• Work task
With both ends included, repeat exactly the lines of the entries below from the one containing "Target: person's hand" down to the one containing "red jacket, each", and no others.

BEGIN Entries shown

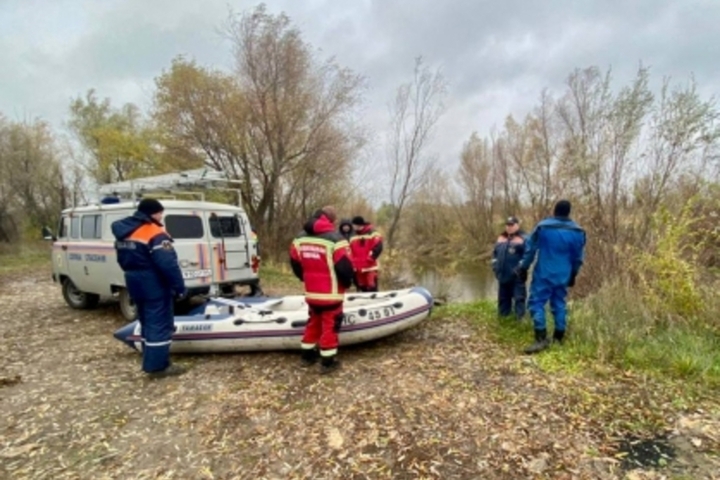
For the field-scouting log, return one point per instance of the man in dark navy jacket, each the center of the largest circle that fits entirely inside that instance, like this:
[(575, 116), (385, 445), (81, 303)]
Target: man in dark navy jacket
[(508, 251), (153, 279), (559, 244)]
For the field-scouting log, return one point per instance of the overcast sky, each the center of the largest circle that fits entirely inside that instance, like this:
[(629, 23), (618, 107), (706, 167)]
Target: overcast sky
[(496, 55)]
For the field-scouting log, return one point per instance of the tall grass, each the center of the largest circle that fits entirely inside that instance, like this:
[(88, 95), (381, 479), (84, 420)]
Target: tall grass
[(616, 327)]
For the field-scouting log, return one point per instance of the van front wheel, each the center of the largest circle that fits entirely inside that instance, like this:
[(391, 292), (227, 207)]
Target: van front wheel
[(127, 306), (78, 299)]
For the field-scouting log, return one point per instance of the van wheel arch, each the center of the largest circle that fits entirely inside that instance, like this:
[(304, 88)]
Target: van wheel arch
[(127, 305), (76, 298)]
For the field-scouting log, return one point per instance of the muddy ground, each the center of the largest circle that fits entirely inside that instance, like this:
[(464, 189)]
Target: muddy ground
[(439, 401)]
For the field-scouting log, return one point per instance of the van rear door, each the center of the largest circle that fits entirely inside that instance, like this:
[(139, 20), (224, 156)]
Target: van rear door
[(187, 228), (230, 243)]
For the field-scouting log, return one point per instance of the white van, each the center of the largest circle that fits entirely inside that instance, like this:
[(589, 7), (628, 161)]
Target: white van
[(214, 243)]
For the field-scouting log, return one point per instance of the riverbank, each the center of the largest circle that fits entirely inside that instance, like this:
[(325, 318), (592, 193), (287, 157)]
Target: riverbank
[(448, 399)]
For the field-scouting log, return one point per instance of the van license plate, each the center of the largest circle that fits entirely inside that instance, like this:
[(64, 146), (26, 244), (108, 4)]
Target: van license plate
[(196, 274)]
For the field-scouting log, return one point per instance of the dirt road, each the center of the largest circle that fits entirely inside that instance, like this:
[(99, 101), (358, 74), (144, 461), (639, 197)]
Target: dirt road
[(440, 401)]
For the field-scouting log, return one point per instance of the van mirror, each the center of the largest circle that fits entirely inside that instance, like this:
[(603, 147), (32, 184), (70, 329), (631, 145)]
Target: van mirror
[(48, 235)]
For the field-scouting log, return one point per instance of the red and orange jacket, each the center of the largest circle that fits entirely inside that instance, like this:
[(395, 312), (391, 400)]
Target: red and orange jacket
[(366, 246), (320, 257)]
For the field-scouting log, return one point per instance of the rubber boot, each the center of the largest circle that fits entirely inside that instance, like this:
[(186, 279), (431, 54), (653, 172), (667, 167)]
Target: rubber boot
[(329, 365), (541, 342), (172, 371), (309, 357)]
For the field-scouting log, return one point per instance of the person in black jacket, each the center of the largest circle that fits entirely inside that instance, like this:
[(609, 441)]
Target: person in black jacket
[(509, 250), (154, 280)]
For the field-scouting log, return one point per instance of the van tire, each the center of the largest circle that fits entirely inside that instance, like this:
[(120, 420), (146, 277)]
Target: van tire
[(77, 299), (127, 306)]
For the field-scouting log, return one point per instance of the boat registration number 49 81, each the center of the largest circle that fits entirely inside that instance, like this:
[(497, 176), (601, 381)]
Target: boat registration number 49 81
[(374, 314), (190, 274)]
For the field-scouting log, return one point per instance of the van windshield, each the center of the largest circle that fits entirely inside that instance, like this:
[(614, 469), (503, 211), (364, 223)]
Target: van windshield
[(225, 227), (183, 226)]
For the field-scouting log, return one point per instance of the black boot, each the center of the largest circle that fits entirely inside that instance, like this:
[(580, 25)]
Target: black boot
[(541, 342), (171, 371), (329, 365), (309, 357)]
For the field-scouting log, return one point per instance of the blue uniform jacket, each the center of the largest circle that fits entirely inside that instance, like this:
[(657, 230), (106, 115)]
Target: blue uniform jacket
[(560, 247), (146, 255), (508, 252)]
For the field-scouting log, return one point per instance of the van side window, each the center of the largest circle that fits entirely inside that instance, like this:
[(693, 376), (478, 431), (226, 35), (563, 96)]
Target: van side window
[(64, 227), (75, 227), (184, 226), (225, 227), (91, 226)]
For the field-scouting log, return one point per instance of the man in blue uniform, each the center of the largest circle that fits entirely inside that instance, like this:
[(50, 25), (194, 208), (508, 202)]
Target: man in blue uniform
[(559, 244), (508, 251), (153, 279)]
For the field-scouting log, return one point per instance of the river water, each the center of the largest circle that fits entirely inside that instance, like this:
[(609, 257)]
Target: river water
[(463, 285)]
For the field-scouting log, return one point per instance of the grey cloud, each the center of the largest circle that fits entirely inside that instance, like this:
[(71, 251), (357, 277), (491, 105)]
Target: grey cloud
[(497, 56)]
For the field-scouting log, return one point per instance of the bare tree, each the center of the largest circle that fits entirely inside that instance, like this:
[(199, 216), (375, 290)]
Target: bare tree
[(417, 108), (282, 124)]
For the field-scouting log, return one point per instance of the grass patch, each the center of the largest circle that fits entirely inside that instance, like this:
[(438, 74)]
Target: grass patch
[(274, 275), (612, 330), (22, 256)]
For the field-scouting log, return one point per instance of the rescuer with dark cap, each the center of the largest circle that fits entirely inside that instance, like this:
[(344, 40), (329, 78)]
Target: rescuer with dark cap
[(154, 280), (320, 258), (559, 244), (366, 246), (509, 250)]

END Entries shown
BEGIN Entries shown

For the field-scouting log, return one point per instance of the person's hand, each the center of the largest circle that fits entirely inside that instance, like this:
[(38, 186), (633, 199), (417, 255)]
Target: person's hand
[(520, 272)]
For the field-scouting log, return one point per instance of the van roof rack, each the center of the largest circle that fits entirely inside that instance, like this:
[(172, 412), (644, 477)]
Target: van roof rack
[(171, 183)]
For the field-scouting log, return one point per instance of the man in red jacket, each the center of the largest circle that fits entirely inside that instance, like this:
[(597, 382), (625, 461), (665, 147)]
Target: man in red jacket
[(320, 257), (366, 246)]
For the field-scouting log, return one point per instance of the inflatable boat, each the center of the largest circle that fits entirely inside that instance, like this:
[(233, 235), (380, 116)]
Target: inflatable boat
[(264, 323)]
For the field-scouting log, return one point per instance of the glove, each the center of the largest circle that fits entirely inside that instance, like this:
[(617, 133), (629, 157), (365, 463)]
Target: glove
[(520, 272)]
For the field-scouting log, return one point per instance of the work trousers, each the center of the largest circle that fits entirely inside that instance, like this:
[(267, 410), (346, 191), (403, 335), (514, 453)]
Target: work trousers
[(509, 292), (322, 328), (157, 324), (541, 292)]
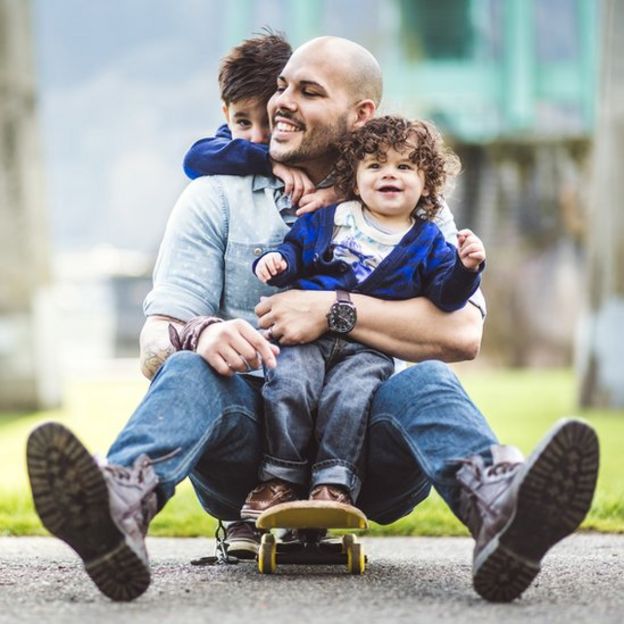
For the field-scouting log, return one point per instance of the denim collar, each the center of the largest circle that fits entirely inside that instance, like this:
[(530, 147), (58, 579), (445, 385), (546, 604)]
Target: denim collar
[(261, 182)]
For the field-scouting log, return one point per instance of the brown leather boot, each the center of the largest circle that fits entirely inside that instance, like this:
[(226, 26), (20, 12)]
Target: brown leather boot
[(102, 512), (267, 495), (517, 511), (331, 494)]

END Entries shown

• Exercise output
Target: person's hand
[(520, 272)]
For the field-scouting log, return one point per instance of the van roof rack, each the center of the largest circle that fits entirely inside that instance, like this:
[(172, 412), (644, 477)]
Target: van roof rack
[(171, 183)]
For the field-scouting log, return one point per instance of the man in red jacket, each the center of the largest circle that fits entirely inside that instance, like this:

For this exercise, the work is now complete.